Excerpt provided:
'''

The IMF executive board in Washington approved the payment after considering Latvia's progress in making structural reforms and slashing spending, it confirmed in a statement.
Latvia will be allowed to run a fiscal deficit of up to 13 per cent of GDP, compared with 5 per cent in the original agreement.
IMF Chairman and Managing Director Dominique Strauss-Kahn said: 'Latvia's economy is suffering a much deeper contraction than envisaged at the launch of the programme. This reflects both the more-pronounced unwinding of the credit and real-estate bubble, as well as the much worse international environment than originally anticipated.'
'The significant revision of the 2009 fiscal deficit target minimizes further pressure on economic activity and increases the scope for spending on social safety nets. Latvia's large fiscal deficit will need to be reduced through strong corrective policies over several years,' Strauss-Kahn said.
An earlier scheduled payment of 200 million euros was postponed due to what the IMF said was slow progress instituting reforms, while the five-party coalition government of Valdis Dombrovskis has struggled to present a united front concerning the deal.
IMF money accounts for 1.7 billion euros of a 7.5-billion-euro economic bail-out package that also includes contributions from the European Union, World Bank and regional governments.
On June 16, the Latvian Parliament held an extraordinary session to approve budget cuts worth 500 million lats (1 billion dollars). Similar amounts are due to be slashed in both 2010 and 2011.
The cuts reduced pension payments and wages and led to big job losses in the public sector.
The Latvian economy contracted 19.6 per cent year-on-year in the second quarter of 2009, with the figure for the year as a whole was expected to be similar after a decade-long boom fuelled by cheap credit and a housing-market bubble turned into a spectacular bust.

'''

Data listing:
'''

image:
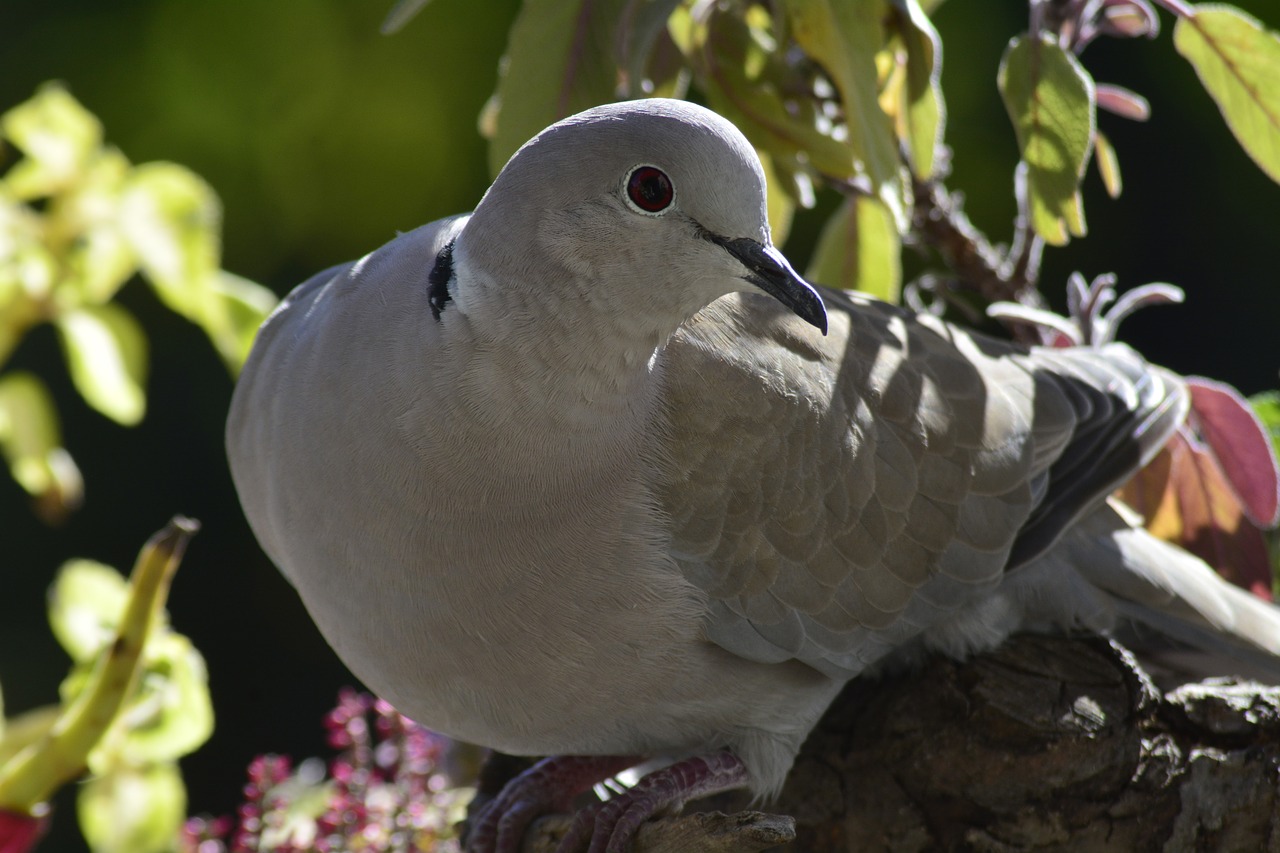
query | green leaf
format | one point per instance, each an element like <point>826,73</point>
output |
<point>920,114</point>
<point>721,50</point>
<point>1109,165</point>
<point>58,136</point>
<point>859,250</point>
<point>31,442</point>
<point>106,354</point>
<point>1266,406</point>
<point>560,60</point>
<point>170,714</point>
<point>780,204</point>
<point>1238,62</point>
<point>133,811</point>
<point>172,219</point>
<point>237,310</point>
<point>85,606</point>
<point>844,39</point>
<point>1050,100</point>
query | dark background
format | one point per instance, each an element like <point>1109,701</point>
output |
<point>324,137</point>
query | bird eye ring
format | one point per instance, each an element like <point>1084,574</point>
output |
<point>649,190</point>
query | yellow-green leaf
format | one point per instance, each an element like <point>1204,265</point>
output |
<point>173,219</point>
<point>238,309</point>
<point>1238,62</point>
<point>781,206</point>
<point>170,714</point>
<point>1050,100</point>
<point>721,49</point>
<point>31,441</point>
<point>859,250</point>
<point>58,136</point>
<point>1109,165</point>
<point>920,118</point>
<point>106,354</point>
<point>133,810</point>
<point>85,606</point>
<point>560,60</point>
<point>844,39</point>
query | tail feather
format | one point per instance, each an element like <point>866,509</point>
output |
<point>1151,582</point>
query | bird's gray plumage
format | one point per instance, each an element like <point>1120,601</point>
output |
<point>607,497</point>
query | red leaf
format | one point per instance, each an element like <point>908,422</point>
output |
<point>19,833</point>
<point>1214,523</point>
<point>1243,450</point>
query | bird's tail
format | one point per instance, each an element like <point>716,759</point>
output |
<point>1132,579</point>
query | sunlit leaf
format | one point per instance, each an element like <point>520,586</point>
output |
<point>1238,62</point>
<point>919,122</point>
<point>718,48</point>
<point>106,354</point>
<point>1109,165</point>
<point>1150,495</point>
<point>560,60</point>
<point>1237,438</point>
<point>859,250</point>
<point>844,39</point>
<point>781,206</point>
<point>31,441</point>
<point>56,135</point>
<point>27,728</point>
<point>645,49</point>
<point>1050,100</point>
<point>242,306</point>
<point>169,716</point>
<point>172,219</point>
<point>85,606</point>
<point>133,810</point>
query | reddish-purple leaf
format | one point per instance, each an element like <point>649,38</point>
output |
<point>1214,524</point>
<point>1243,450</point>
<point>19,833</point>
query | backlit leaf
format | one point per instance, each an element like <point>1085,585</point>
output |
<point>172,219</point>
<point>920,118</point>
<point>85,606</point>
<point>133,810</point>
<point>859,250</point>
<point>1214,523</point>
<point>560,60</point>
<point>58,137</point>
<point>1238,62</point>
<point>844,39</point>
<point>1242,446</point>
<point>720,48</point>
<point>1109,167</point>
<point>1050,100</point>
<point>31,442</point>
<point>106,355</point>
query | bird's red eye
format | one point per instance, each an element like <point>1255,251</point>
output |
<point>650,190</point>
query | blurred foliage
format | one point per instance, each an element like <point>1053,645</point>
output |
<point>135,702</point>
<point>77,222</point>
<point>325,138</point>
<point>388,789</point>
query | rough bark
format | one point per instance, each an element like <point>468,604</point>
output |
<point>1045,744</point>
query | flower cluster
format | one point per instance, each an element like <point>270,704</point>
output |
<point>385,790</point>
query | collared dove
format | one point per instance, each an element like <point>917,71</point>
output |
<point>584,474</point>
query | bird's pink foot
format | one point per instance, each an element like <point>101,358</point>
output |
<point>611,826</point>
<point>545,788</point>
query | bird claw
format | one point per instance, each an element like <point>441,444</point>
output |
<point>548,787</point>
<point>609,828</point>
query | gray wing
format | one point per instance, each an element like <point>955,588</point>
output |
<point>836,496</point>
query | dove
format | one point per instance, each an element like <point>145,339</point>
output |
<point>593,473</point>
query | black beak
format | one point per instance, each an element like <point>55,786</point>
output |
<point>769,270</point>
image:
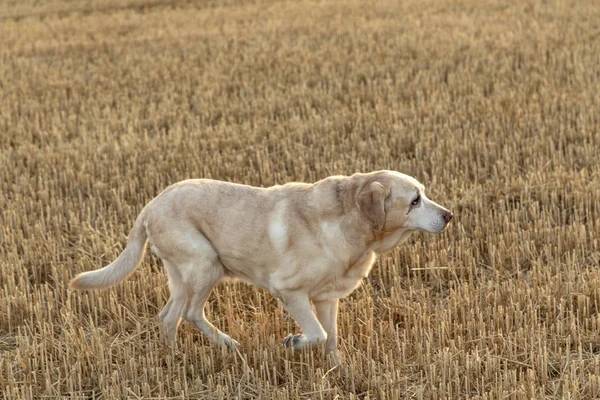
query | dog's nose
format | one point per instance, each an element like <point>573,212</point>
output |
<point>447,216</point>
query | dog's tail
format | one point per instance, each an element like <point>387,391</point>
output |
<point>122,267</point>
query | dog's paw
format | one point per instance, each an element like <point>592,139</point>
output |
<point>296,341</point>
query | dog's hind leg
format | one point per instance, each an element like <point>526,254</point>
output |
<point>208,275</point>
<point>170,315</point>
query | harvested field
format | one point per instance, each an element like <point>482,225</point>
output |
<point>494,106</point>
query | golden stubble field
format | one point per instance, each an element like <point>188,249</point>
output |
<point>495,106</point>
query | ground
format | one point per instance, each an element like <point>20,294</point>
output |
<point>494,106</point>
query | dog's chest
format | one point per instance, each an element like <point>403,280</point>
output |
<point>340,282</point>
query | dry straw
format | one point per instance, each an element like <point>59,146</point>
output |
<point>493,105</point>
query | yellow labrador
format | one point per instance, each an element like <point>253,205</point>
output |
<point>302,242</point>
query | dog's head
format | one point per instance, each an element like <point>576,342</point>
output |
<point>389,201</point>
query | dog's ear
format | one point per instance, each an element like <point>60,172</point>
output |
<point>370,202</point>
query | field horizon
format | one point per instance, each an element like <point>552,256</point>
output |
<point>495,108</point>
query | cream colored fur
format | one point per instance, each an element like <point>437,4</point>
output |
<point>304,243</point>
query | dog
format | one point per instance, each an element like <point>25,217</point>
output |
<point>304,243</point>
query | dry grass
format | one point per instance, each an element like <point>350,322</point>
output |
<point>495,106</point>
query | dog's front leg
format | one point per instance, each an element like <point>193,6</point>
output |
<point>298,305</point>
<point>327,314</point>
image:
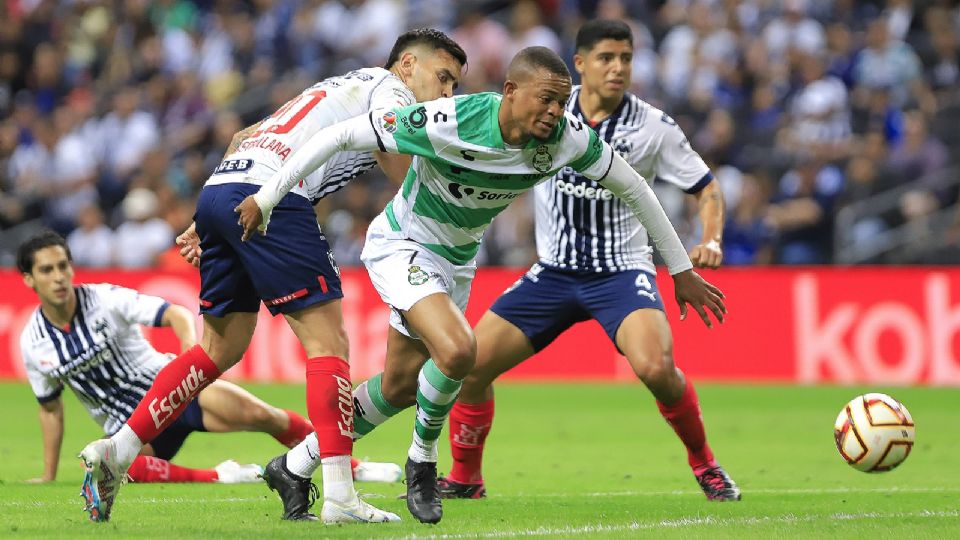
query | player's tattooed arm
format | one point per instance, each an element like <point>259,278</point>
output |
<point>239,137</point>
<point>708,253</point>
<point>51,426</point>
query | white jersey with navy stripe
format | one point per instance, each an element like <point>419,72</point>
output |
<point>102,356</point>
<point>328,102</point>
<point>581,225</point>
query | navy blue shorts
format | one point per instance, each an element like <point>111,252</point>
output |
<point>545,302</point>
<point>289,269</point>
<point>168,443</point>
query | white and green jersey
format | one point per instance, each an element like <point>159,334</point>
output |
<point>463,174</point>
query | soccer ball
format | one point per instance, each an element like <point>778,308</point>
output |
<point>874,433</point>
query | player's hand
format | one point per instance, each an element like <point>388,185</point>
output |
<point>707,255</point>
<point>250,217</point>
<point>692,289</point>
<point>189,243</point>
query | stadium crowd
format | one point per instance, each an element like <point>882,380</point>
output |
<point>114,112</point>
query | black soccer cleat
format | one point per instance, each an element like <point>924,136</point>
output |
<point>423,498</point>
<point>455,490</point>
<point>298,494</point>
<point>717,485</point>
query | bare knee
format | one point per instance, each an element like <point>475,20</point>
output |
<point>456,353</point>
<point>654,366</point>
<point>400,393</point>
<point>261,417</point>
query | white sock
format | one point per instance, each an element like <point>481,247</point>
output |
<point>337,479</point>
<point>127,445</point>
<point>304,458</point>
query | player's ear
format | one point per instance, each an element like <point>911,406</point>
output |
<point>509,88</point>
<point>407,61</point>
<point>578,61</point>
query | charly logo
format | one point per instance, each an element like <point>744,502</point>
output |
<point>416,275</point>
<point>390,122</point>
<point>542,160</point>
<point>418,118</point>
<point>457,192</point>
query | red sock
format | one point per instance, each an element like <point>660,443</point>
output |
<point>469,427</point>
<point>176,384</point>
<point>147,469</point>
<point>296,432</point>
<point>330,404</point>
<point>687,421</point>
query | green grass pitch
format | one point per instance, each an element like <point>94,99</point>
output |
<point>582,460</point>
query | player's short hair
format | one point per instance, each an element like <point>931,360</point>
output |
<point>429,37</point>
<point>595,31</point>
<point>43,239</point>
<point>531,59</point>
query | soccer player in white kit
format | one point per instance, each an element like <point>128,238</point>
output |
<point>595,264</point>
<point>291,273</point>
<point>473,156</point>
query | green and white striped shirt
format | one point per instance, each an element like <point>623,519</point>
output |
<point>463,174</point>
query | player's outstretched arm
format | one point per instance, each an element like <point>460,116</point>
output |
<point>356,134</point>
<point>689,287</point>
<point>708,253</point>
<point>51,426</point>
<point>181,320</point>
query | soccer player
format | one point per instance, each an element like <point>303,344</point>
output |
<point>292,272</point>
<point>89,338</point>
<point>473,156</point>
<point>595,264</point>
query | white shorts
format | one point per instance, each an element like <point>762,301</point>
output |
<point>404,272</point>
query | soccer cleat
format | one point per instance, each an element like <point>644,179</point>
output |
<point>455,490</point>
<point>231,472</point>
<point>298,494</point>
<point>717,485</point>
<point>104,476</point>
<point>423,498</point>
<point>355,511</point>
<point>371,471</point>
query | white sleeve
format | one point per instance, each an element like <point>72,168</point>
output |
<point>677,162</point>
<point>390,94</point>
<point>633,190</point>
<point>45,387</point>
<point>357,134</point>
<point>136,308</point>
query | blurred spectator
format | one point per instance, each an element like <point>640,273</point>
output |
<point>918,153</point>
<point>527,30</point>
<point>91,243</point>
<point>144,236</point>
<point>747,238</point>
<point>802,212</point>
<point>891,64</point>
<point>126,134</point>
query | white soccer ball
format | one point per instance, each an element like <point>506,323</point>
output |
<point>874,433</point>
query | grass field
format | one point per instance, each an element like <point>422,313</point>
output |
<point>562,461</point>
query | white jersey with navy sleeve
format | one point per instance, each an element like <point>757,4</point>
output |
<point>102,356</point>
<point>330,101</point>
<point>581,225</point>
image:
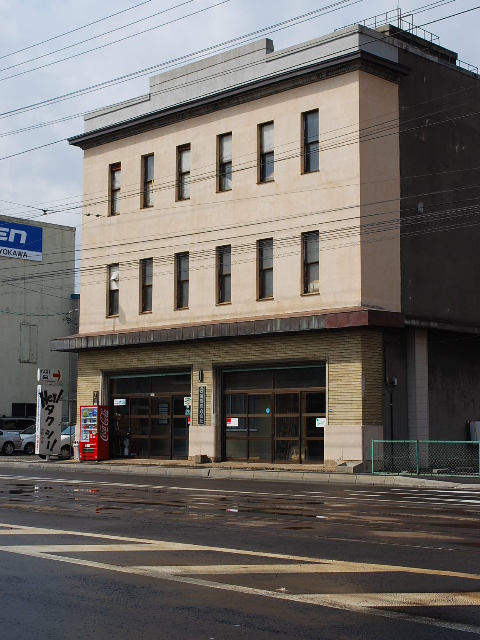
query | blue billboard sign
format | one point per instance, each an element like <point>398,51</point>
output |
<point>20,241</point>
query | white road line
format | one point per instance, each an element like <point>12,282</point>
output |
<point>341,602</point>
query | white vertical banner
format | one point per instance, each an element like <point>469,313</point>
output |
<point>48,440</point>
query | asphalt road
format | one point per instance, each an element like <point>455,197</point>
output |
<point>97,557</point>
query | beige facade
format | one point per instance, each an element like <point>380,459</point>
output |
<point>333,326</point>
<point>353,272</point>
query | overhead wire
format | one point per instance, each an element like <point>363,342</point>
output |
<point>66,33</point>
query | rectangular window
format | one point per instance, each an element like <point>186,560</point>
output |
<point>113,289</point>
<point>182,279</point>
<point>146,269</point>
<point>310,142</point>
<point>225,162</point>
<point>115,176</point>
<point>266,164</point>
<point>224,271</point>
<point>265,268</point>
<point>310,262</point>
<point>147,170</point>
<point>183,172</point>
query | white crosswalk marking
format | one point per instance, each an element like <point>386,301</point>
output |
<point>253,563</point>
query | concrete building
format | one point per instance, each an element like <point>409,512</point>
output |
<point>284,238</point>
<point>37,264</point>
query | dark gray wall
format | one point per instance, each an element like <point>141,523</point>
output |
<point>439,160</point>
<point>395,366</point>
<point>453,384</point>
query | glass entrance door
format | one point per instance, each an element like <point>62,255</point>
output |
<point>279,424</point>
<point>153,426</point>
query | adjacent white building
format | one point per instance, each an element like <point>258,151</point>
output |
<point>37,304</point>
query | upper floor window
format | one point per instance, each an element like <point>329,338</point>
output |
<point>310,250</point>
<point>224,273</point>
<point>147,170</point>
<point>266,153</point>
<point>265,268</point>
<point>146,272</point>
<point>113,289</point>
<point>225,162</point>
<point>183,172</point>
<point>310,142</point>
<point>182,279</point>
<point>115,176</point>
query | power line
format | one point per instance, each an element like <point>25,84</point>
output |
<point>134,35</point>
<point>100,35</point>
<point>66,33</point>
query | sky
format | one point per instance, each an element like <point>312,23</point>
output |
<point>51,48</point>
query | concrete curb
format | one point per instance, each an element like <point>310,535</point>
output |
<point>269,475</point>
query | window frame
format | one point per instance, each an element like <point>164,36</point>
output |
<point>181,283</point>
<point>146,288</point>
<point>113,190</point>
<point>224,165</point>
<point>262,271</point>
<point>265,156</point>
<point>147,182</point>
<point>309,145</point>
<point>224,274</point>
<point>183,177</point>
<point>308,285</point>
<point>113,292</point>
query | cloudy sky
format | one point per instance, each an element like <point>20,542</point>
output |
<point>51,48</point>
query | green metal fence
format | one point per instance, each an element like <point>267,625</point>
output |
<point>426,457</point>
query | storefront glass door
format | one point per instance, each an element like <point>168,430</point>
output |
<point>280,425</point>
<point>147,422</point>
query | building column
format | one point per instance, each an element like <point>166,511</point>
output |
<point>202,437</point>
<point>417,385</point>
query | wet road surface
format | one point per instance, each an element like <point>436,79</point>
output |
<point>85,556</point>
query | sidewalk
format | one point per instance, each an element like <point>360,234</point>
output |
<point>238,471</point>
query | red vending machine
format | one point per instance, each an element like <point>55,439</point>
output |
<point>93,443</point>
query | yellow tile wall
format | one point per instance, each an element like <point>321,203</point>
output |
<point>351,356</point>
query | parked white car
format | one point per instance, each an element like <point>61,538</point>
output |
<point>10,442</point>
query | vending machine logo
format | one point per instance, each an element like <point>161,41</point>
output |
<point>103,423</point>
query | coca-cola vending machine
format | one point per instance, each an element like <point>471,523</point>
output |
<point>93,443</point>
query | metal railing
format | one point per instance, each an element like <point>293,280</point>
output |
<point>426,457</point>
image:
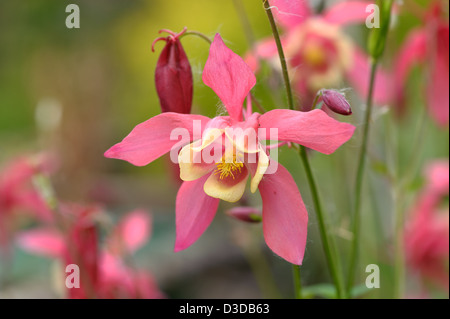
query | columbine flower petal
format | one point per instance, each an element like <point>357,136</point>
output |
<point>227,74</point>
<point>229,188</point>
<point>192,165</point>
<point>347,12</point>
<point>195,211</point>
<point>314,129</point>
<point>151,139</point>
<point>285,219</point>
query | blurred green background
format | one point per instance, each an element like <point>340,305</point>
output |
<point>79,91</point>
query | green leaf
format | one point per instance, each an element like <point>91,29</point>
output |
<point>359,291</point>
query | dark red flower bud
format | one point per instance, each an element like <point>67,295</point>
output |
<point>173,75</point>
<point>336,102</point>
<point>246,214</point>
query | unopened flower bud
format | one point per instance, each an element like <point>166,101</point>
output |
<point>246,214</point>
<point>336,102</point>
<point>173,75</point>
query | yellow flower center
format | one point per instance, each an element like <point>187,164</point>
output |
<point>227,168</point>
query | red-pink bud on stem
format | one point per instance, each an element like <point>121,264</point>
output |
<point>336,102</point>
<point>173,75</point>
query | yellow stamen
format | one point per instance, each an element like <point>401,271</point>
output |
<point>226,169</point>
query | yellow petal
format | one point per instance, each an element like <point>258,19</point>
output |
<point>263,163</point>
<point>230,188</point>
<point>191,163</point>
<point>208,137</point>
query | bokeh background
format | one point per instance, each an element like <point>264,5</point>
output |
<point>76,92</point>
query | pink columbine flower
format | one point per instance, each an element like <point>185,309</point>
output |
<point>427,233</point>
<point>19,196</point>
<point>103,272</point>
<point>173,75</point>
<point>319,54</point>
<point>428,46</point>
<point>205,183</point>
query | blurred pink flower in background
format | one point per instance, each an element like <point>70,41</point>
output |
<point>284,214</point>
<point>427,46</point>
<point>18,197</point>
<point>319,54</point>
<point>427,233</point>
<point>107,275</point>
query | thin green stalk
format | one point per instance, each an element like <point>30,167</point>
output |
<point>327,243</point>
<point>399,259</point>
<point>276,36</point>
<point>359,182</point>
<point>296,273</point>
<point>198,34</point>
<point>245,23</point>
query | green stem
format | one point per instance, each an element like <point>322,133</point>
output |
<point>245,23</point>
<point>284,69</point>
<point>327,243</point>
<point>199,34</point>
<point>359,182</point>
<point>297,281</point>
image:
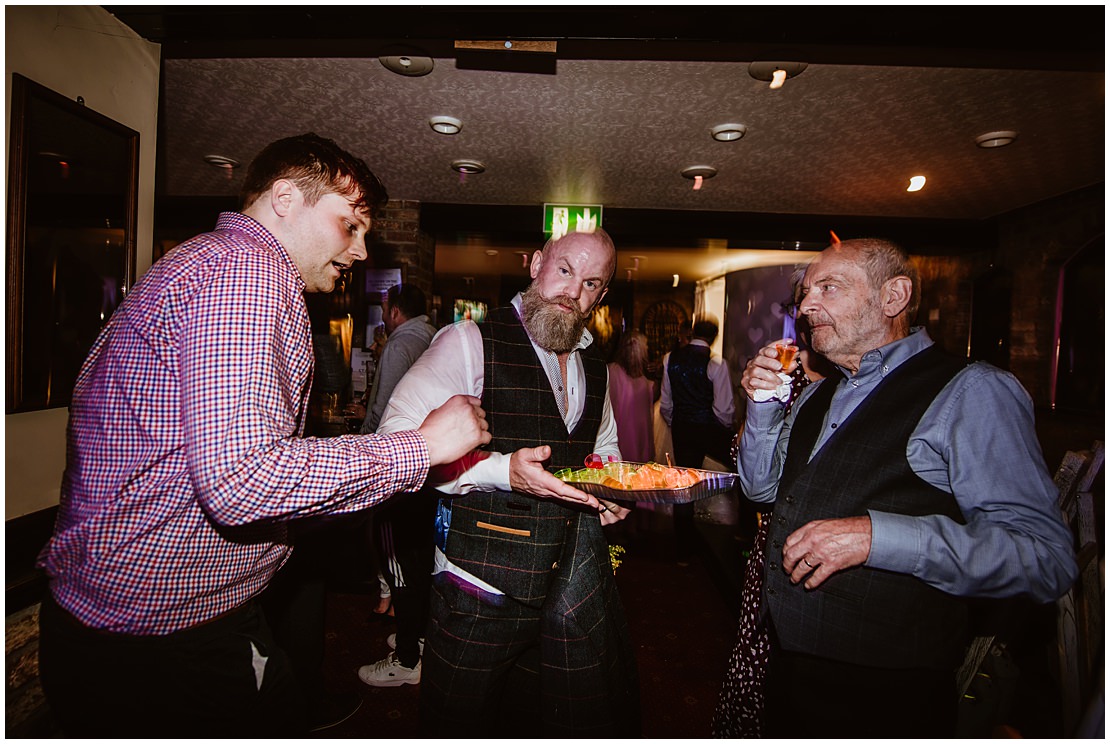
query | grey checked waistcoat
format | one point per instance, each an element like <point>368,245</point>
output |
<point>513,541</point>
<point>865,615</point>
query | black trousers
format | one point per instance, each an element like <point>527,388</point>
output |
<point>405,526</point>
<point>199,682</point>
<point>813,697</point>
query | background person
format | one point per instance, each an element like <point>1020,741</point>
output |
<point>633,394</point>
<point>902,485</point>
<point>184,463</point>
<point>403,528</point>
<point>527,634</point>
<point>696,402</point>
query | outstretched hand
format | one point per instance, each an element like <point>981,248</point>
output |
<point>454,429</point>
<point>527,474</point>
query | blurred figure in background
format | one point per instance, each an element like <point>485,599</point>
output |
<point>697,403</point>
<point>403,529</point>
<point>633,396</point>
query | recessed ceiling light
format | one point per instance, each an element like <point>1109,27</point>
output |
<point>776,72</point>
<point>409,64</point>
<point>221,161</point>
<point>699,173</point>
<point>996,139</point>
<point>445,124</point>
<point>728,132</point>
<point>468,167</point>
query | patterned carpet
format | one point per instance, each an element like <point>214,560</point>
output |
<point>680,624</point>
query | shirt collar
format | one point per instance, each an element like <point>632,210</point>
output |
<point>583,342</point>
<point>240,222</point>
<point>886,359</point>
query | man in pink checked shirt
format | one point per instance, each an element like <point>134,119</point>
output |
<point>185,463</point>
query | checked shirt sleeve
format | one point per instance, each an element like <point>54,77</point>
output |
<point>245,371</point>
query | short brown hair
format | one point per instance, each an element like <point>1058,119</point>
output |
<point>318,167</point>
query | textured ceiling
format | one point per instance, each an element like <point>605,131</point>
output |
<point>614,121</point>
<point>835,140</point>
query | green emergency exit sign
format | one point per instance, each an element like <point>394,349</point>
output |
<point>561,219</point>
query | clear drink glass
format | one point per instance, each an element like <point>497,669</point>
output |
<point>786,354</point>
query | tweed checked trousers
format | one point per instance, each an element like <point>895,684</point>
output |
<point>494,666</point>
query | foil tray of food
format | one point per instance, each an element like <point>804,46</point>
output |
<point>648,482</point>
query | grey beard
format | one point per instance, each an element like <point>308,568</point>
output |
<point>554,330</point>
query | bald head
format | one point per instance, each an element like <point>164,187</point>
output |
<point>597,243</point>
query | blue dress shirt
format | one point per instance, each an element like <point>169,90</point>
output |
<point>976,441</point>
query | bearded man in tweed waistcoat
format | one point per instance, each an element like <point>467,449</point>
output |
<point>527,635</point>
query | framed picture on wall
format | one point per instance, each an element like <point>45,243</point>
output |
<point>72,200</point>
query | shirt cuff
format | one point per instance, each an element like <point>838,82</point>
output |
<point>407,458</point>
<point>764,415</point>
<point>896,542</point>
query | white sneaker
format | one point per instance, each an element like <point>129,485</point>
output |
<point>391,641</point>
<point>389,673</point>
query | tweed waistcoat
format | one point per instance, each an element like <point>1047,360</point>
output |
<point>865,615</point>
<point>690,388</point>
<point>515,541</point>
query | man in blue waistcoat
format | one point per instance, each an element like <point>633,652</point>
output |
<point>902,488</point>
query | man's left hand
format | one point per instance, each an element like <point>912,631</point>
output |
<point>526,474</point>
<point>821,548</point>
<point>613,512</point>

'''

Task list:
**a.** Translate this sentence from the Latvia article into Spanish: "The cuts reduced pension payments and wages and led to big job losses in the public sector."
**b.** According to the Latvia article, what fiscal deficit limit did the original agreement set for Latvia?
**c.** Reproduce the Latvia article word for word between "Latvia will be" and "years,' Strauss-Kahn said.", inclusive.
The entries are unrelated to the Latvia article.

The results:
**a.** Los recortes redujeron los pagos de pensiones y los salarios y provocaron grandes pérdidas de empleo en el sector público.

**b.** 5 percent of GDP

**c.**
Latvia will be allowed to run a fiscal deficit of up to 13 per cent of GDP, compared with 5 per cent in the original agreement.
IMF Chairman and Managing Director Dominique Strauss-Kahn said: 'Latvia's economy is suffering a much deeper contraction than envisaged at the launch of the programme. This reflects both the more-pronounced unwinding of the credit and real-estate bubble, as well as the much worse international environment than originally anticipated.'
'The significant revision of the 2009 fiscal deficit target minimizes further pressure on economic activity and increases the scope for spending on social safety nets. Latvia's large fiscal deficit will need to be reduced through strong corrective policies over several years,' Strauss-Kahn said.